Page excerpt
☆ ☆ ☆ ☆ ☆ ☆ ☆
Score: Science: 3 / God: 2

Scientific theory beyond the intellectually elite

Scientific fact is not a subject comprehended by many, including several hundred thousands of people who accept scientific fact as dogma (yes, we see the irony). If someone tells you about the Higgs Boson and preaches the mathematical proof of its existence, it may not be comprehended by every interested person in all its glory. Yet, the existence of the God particle is accepted by the scientific community as large since it has been verified by experts in that particular field. When seen in this light, majority of people who believe in it do so at face value. Why then, should a person who has studied the path of the divine all their life not be taken seriously. Why is it so difficult to take something so metaphysical as a supreme power at face value? Is faith a matter of hypocrisy? Or are some people simply more conditioned to believe that scientists are more trustworthy than a person of God?

Score: Science: 3 / God: 3

God, give us the strength

Why the stalemate?

Despite any arguments presented by people, Science and God have really done nothing to be butting heads. They are – like most ideals and beliefs – content in being exactly where they are, existing for the sake of existence. Their enmity is a fallacy that we, being mortal human beings propagate to feel good about ourselves. They are, in fact, the idiomatic philosophers who meet every weekend for a nice long talk over scotch and cigars, chuckling amongst themselves, sharing the joke mankind so retardedly strives to understand.
☆ ☆ ☆ ☆ ☆ ☆ ☆
Given request A
Answer these about the science-and-God excerpt, one per line:
(i) What score appears in the first score line?
(ii) What other name does the excerpt use for the Higgs Boson?
(iii) What do the philosophers share over their weekend talks besides the joke?
Given request B
Please copy from the science-and-God excerpt the passage starting at "God, give us" and ending at "strives to understand.".

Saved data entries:
☆ ☆ ☆ ☆ ☆ ☆ ☆
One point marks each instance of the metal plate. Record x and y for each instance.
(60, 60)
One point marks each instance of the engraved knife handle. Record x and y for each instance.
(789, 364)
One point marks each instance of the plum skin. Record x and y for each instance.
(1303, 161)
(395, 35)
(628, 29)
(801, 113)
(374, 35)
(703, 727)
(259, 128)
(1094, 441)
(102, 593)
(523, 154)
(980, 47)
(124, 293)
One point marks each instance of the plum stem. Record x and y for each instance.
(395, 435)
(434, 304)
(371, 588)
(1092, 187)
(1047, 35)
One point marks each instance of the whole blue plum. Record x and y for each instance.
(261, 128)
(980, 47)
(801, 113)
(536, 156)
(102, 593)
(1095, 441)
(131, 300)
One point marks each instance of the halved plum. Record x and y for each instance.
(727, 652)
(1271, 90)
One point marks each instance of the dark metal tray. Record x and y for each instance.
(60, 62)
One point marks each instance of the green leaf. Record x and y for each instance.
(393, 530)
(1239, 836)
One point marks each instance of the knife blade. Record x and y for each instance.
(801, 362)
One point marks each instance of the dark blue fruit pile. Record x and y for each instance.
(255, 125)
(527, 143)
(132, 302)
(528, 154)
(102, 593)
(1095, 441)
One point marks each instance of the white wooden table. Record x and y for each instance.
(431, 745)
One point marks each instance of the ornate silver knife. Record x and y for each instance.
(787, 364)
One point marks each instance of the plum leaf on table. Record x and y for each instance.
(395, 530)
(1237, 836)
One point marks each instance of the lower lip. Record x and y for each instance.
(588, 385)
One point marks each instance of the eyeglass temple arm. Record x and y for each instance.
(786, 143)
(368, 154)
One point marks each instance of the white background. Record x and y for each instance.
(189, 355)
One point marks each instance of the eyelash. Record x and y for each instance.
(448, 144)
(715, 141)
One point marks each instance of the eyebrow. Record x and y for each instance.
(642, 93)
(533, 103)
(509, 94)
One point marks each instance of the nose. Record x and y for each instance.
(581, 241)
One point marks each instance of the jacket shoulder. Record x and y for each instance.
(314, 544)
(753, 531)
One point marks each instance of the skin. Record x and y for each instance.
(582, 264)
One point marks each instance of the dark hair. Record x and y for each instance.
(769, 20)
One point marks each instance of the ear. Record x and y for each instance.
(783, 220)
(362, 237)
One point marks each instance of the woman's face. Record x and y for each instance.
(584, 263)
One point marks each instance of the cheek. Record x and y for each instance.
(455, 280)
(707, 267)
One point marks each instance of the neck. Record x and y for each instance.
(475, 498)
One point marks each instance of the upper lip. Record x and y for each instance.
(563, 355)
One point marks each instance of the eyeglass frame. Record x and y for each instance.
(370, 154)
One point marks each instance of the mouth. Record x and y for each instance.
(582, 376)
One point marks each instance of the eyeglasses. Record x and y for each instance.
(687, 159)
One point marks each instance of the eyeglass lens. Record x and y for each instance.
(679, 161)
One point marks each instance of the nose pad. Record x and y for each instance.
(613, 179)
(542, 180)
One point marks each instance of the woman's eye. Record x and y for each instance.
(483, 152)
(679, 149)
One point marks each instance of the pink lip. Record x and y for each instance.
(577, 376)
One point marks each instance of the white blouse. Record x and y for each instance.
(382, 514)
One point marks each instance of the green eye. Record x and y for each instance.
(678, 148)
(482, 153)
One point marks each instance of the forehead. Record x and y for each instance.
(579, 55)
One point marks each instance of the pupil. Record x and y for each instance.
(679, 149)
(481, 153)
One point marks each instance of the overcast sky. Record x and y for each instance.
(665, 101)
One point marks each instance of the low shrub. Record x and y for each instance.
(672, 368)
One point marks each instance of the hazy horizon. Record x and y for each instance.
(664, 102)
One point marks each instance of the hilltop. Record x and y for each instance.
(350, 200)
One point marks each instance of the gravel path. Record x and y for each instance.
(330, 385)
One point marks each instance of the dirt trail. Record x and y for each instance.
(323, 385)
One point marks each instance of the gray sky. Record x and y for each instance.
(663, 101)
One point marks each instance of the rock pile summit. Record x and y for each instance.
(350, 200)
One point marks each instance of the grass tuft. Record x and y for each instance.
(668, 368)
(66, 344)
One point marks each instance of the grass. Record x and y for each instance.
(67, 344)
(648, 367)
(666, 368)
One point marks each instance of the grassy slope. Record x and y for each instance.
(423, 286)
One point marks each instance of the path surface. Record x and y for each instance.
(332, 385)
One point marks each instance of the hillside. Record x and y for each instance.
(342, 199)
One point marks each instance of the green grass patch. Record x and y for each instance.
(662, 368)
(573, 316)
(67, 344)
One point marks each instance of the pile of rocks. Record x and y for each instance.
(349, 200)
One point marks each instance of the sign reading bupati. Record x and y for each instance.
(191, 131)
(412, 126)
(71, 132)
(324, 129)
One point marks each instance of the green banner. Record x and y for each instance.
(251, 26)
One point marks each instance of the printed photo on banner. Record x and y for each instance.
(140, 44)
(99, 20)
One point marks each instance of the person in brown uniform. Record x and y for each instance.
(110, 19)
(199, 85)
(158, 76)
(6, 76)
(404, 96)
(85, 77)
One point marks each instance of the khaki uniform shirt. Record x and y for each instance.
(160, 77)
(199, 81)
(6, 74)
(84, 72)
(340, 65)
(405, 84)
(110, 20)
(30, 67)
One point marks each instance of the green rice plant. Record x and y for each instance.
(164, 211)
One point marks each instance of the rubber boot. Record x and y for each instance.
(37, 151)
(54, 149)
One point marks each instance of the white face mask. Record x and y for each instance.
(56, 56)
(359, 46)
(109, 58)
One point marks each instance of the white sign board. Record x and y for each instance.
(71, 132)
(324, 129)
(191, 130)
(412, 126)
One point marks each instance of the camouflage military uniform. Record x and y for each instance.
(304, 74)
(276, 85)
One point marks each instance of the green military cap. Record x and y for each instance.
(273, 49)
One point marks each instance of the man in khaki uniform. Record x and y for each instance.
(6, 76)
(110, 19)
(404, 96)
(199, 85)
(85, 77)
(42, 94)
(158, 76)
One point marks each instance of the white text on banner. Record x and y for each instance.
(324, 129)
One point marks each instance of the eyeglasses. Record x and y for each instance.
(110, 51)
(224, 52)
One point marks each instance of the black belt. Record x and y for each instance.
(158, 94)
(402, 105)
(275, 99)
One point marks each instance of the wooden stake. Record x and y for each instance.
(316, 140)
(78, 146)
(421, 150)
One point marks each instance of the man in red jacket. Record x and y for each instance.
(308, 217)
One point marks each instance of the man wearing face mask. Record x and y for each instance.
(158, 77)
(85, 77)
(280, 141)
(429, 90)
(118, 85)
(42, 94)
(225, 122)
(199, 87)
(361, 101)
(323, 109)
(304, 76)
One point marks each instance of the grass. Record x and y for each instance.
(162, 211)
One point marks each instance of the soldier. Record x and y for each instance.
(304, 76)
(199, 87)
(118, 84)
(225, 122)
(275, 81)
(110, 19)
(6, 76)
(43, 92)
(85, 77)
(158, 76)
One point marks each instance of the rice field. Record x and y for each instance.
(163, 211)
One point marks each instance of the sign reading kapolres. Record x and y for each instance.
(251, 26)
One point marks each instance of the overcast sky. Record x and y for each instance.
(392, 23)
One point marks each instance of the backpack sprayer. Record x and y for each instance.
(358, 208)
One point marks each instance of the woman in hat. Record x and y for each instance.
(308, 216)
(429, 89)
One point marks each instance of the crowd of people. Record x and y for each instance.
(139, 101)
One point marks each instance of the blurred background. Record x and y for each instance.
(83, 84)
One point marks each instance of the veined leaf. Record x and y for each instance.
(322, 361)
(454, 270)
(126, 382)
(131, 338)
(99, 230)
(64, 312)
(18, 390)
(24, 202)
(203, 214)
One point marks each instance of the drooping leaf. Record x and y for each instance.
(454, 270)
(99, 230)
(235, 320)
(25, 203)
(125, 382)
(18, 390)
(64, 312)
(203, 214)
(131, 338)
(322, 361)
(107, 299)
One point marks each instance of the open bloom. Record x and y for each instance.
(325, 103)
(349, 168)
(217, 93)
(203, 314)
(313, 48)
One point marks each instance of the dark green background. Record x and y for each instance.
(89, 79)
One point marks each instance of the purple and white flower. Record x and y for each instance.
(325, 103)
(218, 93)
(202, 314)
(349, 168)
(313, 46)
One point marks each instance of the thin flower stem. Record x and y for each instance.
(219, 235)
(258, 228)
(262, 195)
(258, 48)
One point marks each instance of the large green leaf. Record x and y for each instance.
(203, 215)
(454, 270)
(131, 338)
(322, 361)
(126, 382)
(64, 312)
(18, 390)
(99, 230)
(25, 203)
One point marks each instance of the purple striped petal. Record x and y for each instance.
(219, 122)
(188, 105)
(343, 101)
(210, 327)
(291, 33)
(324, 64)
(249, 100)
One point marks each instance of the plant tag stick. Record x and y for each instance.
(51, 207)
☆ ☆ ☆ ☆ ☆ ☆ ☆
Response A
(i) Science: 3 / God: 2
(ii) The God particle
(iii) Scotch and cigars

Response B
God, give us the strength

Why the stalemate?

Despite any arguments presented by people, Science and God have really done nothing to be butting heads. They are – like most ideals and beliefs – content in being exactly where they are, existing for the sake of existence. Their enmity is a fallacy that we, being mortal human beings propagate to feel good about ourselves. They are, in fact, the idiomatic philosophers who meet every weekend for a nice long talk over scotch and cigars, chuckling amongst themselves, sharing the joke mankind so retardedly strives to understand.